* _AIM_: Rewrite the stretch from the line containing "Please place a dot on the plastic" through the end of the rows, replacing "plastic bottle" with "glass bottle" and keeping everything else the same.

* _MATERIAL PROVIDED_:
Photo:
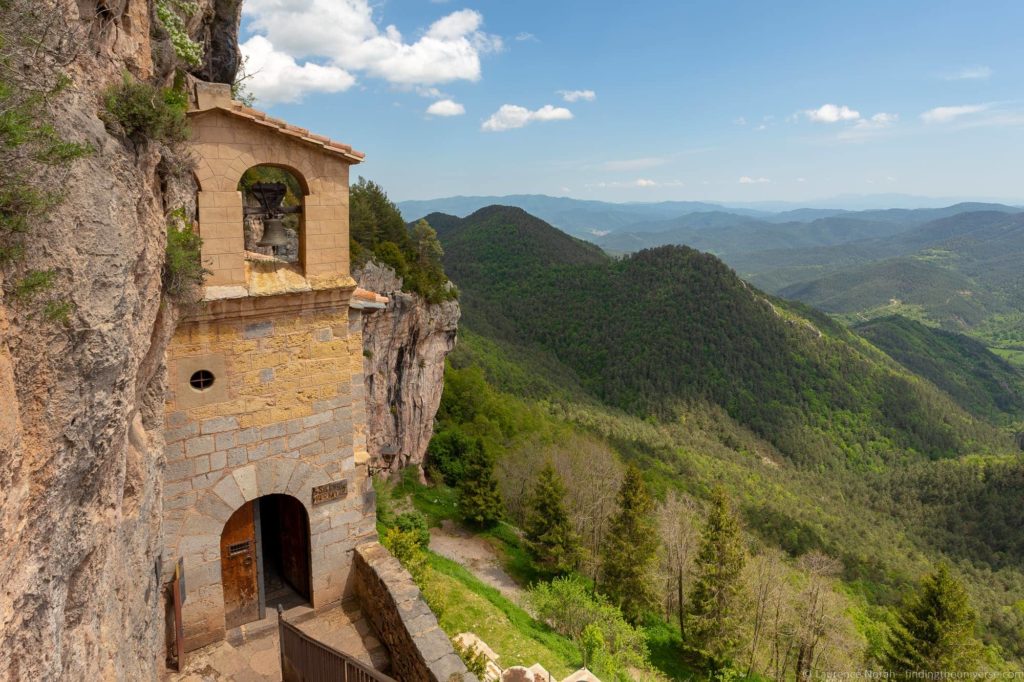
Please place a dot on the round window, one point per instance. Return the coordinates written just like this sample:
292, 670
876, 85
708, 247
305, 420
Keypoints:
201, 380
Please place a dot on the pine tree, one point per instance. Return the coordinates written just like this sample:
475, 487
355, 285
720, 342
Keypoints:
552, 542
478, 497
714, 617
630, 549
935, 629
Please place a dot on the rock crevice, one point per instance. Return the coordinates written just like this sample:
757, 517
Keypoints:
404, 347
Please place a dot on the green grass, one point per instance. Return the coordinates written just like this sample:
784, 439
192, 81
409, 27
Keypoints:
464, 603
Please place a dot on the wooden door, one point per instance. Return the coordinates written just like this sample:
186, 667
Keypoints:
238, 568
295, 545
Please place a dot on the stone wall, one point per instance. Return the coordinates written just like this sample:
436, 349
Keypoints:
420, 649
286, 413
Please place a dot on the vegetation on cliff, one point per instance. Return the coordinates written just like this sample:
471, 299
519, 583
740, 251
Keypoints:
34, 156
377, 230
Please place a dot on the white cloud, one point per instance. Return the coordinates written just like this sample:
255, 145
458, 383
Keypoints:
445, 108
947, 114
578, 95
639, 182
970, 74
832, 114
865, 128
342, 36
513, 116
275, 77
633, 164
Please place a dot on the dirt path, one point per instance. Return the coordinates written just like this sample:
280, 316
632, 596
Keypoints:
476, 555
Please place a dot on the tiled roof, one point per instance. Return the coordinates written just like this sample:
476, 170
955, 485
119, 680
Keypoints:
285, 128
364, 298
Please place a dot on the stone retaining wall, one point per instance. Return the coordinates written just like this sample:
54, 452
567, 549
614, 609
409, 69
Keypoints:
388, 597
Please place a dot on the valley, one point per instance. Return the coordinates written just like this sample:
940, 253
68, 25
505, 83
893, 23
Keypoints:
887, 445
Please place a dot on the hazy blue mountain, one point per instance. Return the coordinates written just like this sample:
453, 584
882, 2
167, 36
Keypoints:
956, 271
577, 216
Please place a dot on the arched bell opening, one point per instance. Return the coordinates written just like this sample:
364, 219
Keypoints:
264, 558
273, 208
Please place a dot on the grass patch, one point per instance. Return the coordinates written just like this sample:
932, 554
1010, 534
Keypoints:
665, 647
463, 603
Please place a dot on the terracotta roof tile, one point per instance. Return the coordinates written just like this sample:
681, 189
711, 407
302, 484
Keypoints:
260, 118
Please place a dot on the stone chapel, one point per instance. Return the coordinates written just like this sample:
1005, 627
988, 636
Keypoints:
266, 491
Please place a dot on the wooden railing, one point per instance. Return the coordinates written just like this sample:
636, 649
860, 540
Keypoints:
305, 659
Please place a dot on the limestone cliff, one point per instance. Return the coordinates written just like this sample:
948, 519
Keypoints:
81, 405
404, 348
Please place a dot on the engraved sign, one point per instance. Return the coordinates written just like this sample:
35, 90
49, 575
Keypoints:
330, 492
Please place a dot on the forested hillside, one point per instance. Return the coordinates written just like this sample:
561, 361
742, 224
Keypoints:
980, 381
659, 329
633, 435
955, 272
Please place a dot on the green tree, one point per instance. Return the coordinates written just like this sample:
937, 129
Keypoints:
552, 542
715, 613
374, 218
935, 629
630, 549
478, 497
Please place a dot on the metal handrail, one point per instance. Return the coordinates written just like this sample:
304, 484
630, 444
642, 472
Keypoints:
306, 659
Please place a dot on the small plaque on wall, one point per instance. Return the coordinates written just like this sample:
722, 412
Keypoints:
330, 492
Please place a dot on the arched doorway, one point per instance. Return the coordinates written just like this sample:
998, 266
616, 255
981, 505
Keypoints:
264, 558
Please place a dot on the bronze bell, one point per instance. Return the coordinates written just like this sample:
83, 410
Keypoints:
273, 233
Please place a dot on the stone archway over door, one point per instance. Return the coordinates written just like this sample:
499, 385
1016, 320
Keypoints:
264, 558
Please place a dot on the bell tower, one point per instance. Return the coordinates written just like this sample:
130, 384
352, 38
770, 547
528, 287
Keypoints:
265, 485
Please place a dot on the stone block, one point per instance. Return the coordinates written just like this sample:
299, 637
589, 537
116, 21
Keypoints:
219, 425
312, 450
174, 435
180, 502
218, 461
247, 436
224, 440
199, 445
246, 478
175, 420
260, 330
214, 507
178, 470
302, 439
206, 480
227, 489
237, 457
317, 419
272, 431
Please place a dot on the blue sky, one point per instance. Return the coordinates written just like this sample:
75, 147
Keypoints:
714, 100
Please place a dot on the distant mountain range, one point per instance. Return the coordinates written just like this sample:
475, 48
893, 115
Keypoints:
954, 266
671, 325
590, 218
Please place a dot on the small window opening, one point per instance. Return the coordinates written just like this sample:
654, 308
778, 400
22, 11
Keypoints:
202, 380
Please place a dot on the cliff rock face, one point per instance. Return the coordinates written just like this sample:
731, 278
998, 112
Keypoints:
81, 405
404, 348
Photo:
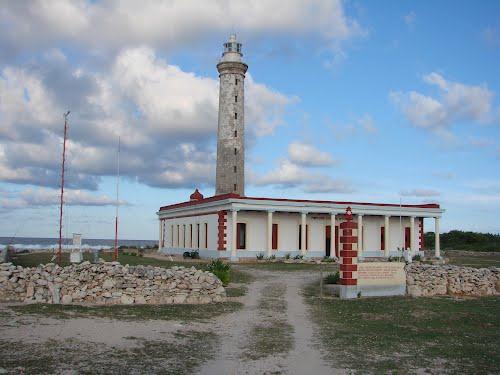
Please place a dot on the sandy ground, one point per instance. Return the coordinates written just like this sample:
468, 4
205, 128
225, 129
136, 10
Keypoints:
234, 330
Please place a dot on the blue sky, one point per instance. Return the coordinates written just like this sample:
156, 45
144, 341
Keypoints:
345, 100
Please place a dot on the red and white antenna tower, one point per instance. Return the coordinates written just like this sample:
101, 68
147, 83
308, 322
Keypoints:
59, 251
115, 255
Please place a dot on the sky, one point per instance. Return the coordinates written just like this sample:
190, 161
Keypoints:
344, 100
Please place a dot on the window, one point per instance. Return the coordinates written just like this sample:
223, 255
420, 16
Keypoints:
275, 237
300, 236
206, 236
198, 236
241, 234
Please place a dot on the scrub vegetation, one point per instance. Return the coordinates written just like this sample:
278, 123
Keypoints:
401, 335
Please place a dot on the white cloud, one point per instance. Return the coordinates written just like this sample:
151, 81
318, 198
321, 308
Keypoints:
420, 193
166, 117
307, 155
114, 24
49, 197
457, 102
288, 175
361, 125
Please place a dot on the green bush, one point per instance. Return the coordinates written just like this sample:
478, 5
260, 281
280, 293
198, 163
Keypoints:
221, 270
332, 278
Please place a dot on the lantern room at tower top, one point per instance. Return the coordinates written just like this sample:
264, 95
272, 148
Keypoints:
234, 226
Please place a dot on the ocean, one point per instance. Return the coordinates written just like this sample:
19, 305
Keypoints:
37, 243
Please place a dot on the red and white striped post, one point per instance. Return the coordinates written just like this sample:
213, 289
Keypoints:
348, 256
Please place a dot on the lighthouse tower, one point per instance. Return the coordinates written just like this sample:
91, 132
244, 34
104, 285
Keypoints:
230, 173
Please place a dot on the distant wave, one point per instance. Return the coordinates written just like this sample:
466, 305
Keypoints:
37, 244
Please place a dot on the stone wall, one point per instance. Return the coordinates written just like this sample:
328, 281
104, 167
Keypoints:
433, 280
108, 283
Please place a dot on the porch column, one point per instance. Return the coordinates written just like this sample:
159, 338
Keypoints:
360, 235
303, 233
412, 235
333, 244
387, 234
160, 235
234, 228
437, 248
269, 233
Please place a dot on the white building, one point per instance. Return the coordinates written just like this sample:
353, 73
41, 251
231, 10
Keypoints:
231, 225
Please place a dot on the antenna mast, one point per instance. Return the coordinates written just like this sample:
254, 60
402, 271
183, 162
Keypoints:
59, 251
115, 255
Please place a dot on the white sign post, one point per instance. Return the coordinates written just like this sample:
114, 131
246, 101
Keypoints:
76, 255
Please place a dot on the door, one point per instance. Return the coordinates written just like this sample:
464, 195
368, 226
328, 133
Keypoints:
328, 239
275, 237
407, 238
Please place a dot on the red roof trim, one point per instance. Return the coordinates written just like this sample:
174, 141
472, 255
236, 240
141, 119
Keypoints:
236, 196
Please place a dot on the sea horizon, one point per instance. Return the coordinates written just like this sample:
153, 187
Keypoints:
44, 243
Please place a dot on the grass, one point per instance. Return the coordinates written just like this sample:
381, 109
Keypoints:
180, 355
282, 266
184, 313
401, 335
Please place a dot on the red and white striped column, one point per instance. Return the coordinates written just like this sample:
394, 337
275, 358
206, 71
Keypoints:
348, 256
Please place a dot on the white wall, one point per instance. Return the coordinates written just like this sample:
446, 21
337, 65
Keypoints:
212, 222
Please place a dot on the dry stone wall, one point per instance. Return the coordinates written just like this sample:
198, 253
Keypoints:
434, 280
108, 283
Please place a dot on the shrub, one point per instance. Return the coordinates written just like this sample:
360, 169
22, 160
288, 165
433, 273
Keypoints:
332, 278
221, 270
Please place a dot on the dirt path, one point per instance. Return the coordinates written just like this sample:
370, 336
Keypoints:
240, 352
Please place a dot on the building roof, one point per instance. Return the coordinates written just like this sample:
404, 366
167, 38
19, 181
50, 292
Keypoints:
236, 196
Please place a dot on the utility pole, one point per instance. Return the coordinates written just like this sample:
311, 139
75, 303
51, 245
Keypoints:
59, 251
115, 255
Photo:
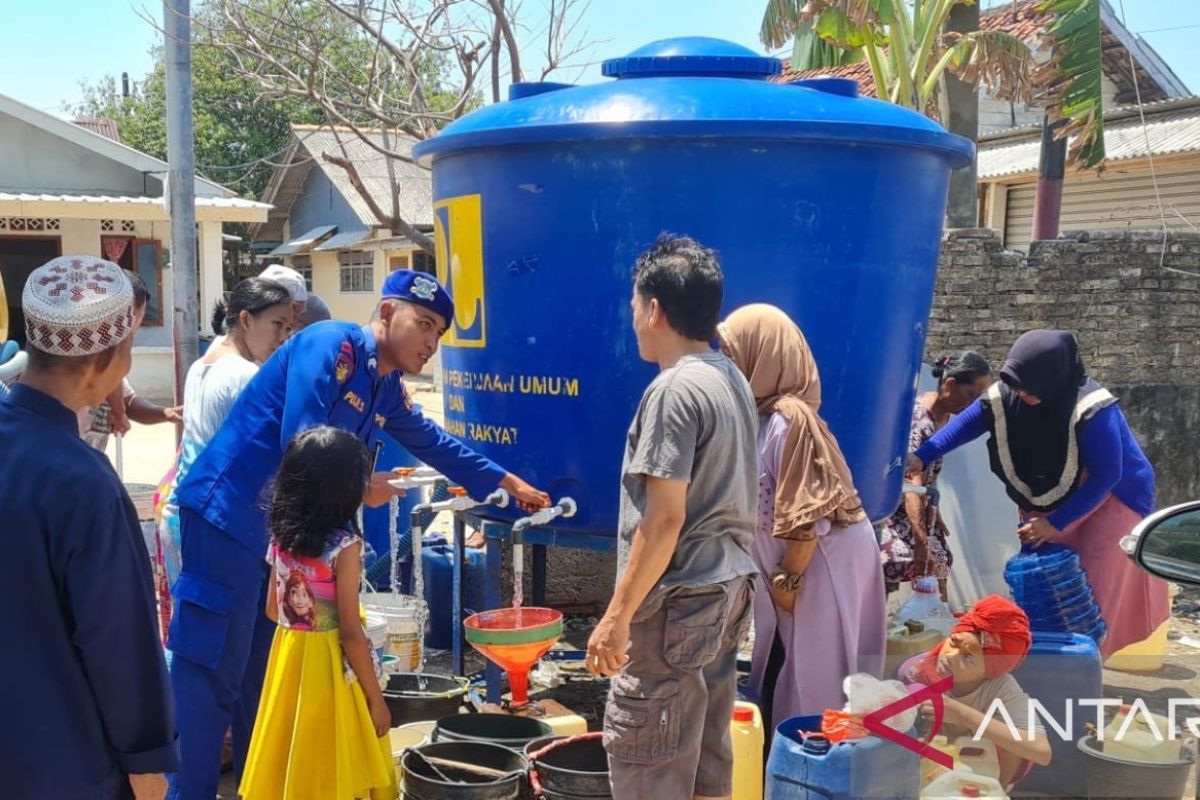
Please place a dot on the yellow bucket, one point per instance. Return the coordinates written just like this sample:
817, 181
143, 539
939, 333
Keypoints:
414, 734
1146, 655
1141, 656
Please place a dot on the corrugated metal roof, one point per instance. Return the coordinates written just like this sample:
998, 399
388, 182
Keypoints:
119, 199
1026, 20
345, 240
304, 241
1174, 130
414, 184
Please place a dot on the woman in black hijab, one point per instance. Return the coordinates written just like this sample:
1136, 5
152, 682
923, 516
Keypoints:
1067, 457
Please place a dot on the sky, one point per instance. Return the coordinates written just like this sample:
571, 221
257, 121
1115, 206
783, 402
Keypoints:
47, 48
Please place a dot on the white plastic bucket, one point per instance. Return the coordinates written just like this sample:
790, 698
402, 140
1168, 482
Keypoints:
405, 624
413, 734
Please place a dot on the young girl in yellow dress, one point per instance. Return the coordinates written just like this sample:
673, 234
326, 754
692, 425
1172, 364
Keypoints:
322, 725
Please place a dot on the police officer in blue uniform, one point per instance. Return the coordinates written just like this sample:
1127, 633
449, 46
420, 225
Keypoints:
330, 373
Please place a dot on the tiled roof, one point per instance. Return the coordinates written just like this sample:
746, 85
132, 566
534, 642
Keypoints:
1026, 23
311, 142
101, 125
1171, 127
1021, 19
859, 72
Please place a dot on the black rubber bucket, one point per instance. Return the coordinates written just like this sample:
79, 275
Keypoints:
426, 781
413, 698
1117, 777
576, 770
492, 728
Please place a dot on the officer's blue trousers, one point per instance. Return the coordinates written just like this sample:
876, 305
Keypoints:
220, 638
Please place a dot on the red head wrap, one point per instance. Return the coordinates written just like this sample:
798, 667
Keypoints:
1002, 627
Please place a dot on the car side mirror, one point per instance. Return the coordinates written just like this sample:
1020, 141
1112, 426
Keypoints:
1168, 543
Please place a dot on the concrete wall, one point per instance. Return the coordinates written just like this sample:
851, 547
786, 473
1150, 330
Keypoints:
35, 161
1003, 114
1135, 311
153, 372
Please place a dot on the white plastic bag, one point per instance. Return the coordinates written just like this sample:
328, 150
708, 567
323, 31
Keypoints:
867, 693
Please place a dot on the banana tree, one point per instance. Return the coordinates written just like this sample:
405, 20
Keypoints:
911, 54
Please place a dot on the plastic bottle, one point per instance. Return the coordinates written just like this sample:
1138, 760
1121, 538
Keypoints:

* _TASK ANSWER_:
Please place a dot on the glass bottle, one point per instance. Return the coordinates written just like this sample:
1138, 760
1121, 538
Keypoints:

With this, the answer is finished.